### The exercise
Locate the line that contains "If you could point out the waterfront". Copy it and every following line through the end of the records, exactly, and include nothing else.
>> begin Material for this exercise
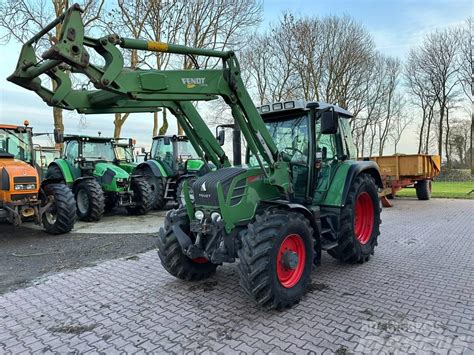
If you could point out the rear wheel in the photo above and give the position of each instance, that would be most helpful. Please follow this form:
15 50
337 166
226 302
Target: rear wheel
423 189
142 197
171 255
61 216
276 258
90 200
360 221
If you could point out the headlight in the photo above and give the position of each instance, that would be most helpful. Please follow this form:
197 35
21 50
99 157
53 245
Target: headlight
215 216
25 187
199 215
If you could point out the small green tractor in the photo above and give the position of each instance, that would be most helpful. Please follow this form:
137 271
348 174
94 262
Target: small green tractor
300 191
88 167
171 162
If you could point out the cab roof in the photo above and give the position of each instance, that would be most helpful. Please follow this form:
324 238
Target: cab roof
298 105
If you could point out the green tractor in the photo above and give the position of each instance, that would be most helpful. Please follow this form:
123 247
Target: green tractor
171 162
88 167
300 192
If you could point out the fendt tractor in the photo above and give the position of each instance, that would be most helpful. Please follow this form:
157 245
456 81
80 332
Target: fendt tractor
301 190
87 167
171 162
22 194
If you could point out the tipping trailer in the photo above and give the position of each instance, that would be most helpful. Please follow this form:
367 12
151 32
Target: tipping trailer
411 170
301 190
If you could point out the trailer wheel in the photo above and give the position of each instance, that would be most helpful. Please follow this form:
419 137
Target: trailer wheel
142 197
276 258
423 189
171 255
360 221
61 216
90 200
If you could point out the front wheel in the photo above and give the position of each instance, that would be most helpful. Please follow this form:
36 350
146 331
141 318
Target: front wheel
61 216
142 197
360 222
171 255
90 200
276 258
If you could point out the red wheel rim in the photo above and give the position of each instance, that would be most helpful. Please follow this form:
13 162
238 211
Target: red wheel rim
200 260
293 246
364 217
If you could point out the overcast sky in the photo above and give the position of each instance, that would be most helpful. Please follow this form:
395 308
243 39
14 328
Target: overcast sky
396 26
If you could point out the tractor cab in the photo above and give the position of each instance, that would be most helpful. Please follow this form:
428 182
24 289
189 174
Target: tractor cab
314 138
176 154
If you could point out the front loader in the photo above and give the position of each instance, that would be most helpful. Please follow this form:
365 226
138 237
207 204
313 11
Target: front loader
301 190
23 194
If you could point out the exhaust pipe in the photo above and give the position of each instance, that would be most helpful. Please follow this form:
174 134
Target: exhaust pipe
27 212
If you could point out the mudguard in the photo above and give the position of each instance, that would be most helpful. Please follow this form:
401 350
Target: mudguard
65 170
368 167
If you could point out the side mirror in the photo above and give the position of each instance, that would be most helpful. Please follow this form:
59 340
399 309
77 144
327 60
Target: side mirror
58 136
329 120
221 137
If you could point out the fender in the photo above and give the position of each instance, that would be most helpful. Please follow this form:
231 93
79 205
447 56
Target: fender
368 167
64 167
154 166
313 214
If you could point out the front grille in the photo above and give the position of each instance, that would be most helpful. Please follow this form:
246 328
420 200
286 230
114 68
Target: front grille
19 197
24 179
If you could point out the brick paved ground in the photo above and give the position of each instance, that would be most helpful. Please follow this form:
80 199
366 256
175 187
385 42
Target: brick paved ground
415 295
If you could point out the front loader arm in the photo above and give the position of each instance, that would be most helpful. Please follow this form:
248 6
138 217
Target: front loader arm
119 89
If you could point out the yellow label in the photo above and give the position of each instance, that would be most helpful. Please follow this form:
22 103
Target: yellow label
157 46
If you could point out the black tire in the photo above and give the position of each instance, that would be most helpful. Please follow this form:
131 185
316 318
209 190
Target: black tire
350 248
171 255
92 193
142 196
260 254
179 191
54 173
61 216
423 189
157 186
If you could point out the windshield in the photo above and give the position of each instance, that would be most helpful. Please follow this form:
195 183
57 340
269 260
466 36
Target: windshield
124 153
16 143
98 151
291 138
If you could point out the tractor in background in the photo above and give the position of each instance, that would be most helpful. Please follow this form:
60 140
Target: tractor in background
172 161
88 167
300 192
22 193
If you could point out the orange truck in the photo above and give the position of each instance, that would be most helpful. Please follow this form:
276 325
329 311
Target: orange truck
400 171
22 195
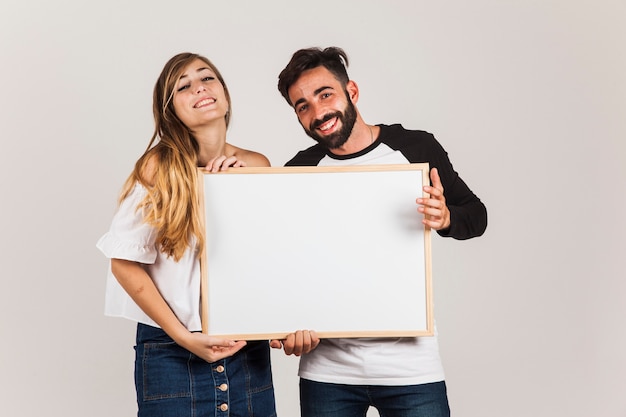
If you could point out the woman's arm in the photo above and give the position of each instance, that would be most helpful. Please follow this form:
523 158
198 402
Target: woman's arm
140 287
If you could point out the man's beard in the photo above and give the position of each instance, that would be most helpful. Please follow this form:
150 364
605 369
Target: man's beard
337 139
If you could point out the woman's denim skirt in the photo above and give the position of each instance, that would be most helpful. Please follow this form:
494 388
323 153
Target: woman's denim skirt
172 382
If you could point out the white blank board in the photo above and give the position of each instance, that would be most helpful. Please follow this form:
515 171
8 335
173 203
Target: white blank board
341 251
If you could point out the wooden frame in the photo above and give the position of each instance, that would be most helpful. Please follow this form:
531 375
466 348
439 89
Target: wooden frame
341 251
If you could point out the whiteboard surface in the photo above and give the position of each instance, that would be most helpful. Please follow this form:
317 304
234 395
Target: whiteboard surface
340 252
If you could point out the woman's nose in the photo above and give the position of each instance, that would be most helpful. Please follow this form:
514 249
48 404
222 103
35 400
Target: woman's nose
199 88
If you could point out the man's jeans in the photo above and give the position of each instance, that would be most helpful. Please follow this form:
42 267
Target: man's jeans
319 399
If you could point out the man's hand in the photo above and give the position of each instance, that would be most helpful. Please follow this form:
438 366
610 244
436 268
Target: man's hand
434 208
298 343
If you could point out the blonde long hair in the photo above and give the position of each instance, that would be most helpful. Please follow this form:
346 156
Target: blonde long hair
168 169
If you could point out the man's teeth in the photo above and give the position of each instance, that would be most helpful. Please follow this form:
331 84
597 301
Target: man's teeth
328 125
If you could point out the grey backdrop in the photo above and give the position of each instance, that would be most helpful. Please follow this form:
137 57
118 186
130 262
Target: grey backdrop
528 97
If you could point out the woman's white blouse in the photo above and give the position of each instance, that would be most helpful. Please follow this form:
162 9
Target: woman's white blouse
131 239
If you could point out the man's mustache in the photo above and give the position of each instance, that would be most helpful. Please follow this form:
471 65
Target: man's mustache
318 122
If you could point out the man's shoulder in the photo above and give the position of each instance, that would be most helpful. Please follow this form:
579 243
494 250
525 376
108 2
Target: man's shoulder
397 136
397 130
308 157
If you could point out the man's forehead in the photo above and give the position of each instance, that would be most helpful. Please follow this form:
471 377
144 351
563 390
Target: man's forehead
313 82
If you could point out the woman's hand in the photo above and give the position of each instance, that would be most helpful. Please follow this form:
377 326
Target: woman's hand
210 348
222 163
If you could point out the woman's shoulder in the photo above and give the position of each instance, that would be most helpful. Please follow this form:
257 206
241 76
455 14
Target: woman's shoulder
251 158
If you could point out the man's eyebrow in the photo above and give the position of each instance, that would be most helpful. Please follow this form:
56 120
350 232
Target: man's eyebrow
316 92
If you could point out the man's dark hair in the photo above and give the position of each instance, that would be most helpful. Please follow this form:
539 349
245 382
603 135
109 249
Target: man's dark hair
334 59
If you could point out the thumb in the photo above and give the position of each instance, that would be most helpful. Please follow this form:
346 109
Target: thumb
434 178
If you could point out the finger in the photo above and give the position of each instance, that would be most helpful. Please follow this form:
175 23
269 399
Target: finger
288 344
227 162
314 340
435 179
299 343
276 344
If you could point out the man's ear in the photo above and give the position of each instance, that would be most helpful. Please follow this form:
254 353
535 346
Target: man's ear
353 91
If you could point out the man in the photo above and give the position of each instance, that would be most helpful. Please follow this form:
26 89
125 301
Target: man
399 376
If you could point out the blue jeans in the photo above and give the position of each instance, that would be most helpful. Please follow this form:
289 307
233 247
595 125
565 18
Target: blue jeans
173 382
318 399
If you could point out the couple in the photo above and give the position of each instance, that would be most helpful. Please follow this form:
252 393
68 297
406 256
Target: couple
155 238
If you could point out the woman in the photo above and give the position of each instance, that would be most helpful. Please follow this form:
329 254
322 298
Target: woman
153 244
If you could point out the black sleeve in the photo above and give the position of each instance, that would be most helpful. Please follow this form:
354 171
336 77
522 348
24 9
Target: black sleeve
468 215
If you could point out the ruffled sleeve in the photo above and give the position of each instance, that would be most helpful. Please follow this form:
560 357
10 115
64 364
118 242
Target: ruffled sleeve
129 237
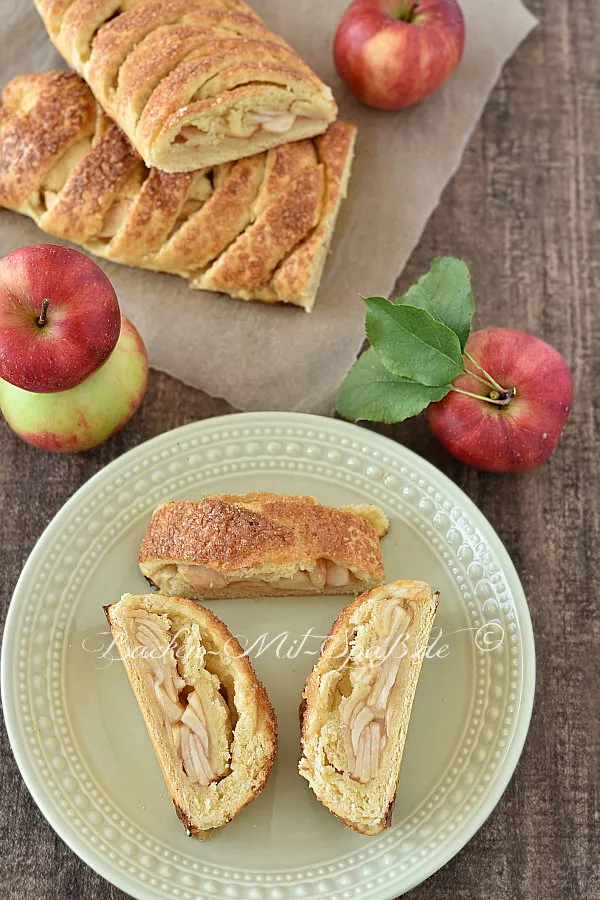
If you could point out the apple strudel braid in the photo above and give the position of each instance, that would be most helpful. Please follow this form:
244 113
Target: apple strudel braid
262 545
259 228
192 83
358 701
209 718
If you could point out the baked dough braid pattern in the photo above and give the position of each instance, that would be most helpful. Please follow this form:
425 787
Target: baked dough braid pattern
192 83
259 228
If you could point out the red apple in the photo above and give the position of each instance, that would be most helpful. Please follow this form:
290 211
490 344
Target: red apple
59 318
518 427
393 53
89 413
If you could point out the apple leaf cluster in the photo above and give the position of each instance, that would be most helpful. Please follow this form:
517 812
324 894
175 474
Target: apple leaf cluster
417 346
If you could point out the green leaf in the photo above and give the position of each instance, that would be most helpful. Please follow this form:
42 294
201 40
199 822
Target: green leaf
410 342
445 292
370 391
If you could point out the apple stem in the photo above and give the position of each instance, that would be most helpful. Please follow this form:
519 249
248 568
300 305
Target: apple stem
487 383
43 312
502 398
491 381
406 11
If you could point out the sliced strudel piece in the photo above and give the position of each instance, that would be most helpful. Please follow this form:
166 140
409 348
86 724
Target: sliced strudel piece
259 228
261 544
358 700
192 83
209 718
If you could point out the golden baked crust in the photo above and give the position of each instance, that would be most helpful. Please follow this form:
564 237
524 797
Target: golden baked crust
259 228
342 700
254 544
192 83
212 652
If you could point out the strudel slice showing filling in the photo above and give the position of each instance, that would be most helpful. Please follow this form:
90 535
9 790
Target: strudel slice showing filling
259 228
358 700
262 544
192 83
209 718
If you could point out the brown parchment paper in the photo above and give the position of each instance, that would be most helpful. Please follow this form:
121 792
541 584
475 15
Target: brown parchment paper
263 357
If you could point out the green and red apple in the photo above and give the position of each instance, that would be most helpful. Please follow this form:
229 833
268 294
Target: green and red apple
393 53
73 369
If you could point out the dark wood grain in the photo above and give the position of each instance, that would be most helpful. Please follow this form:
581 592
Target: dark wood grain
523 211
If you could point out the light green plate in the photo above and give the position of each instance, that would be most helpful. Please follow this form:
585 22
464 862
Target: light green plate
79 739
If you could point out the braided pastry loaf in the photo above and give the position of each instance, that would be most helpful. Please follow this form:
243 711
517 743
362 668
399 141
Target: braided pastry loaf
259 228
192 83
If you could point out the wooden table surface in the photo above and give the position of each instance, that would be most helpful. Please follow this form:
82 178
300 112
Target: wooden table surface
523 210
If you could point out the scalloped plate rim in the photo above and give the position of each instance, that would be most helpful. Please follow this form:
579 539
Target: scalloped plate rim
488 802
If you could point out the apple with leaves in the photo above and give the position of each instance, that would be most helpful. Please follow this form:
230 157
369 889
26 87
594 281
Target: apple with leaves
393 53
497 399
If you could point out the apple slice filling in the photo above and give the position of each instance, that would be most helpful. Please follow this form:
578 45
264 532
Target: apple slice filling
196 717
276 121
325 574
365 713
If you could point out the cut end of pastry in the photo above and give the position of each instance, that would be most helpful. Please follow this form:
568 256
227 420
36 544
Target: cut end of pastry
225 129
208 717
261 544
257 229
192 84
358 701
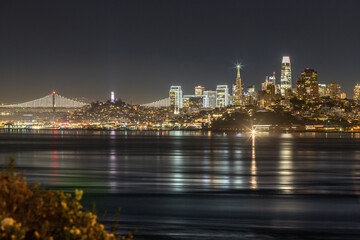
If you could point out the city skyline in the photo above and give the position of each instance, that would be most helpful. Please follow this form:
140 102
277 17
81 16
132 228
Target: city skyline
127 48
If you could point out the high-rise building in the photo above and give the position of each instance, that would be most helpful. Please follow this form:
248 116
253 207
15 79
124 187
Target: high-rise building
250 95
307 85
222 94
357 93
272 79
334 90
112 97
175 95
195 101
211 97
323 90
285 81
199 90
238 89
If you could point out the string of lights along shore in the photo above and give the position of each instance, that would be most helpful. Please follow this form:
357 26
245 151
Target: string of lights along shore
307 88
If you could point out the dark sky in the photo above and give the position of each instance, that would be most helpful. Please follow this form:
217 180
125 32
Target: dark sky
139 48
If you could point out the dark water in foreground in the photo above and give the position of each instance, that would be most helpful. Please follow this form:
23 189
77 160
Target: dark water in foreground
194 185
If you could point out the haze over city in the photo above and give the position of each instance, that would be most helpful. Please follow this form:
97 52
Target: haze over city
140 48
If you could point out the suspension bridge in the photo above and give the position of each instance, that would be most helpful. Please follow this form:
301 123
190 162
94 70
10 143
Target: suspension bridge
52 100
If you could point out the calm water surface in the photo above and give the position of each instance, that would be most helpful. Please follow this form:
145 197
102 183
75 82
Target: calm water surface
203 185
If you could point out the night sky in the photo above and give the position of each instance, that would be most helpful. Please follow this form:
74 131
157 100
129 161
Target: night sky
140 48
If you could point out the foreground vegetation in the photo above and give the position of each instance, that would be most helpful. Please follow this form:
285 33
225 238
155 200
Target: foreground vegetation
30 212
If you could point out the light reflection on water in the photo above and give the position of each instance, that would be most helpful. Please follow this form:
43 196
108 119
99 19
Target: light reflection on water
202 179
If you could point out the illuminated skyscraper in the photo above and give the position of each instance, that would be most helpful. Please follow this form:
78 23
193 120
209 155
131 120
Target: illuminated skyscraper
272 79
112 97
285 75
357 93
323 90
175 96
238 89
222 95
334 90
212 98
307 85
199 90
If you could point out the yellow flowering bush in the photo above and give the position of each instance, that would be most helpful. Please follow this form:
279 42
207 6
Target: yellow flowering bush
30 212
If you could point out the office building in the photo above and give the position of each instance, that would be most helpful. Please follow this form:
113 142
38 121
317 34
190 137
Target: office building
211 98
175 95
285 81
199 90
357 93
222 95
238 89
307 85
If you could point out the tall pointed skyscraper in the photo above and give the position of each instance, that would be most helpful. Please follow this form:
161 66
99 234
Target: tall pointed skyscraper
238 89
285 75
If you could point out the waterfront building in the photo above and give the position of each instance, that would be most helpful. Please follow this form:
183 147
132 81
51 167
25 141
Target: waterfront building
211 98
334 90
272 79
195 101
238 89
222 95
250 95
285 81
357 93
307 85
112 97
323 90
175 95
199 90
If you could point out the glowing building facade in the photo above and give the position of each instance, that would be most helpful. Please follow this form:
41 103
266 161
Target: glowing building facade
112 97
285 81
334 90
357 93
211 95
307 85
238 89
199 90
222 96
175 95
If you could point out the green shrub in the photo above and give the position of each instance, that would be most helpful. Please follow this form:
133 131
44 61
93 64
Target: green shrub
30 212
>> end Material for this exercise
### Answer to the task
If you could point out the waterfront building in the photo above and give the position of each instance, that would be most helpful. Please follow this form:
183 147
132 81
51 167
25 141
Target: waterfront building
211 98
334 90
272 79
195 101
238 89
222 95
250 95
285 81
357 93
307 85
112 97
323 90
175 95
199 90
If you could point out the glowing building facade in the photo above and give the position of each instance, that would be most helpful. Please follow this form:
41 103
266 161
Target: glowing building facade
112 97
285 81
334 90
357 93
211 95
307 85
238 89
199 90
222 96
175 95
If you could point out the green shrub in the photo above and give the position of each instance, that would be most helpful. Please follow this form:
133 131
44 61
93 64
Target: green shrub
30 212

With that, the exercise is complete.